▶ _What this task involves_
Set down, word for word, the part of the document recognition passage that opens with the words containing "BACKGROUND OF THE" and closes with "the recognition process.".

BACKGROUND OF THE INVENTION
1. Field of the Invention
The present invention relates to document recognition, and in particular to methods and apparatus for recognizing textual and graphics structures in documents originally represented as bitmap images, and for recording the results of the recognition process.
2. Description of Related Art
Document recognition is the automatic transformation of paper documents into editable electronic documents. It entails the gradual transformation of bitmaps into structured components, through successive and recursive interventions of various processes. These processes include: page segmentation, character recognition, graphics recognition, logical structure reconstruction, spelling correction, semantic analysis, etc. All these processes are prone to misinterpretation. Not all processes keep a record of the misinterpretations they are aware of, and the ones that do keep a record have no standard way of doing so. As a consequence, downstream processes are generally not prepared to handle the record of ambiguities handed to them by upstream processes, and simply discard them. Valuable information is lost instead of being exploited for automatic improvement of the document recognition function. If, on the other hand, the ambiguity record is passed in its raw state to the user, the chore of making manual corrections can quickly outweigh the advantages of automatic recognition over a manual reconstruction of the entire document.
U.S. Pat. Nos. 4,914,709 and 4,974,260 to Rudak disclose an apparatus and method for identifying and correcting characters which cannot be machine read. A bitmap video image of the unrecognized character(s) is inserted in an ASCII data line of neighboring characters, thereby allowing an operator to view the character(s) in question in context to aid in proper identification of the character(s). Subsequently, with the aid of the video image, the operator enters the correct character(s) via a keyboard or other means. This apparatus and method require operator interaction to clarify any ambiguities resulting from an automatic document recognition process. The results of these ambiguities are not recorded in a notation that can be used by other downstream automatic devices.
U.S. Pat. No. 4,907,285 to Nakano et al discloses an image recognition system which uses a grammar for describing a document image, and parses statements expressed by the grammar to recognize the structure of an unknown input image. The grammar describes the image as substructures and the relative relation between them. In the parsing process, after the substructures and their relative relation are identified, a search is made as to whether the substructures and their relative relation exist in the unknown input image, and if they do, the inside of the substructures are further resolved to continue the analysis. If the substructures do not exist, other possibilities are searched and the structure of the unknown input image is thus represented from the result of the search. For example, the location of a rectangular region of the document which contains a statement defined by the document grammar (for example "TITLE" and "AUTHOR") is initially represented by variables. See FIG. 10 of U.S. Pat. No. 4,907,285. After locating this region in the document, the appropriate numeric values are substituted for the variables.
U.S. Pat. No. 4,949,188 to Sato discloses an image processing apparatus for synthesizing a character or graphic pattern represented by a page description language and an original image. The image processing apparatus generates a page description language including code data which represents characters, graphics patterns, and the like, and command data which causes a printer to print the original image. Ambiguities from previous document recognition processes are not recorded in the page description language. See, for example, the table in column 4, lines 5-10. Accordingly, any downstream device receiving the page description language cannot determine whether any ambiguities occurred in the previously performed document recognition processes.

▶ _Material_
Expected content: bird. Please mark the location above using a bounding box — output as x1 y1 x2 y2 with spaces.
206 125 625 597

▶ _Output_
BACKGROUND OF THE INVENTION
1. Field of the Invention
The present invention relates to document recognition, and in particular to methods and apparatus for recognizing textual and graphics structures in documents originally represented as bitmap images, and for recording the results of the recognition process.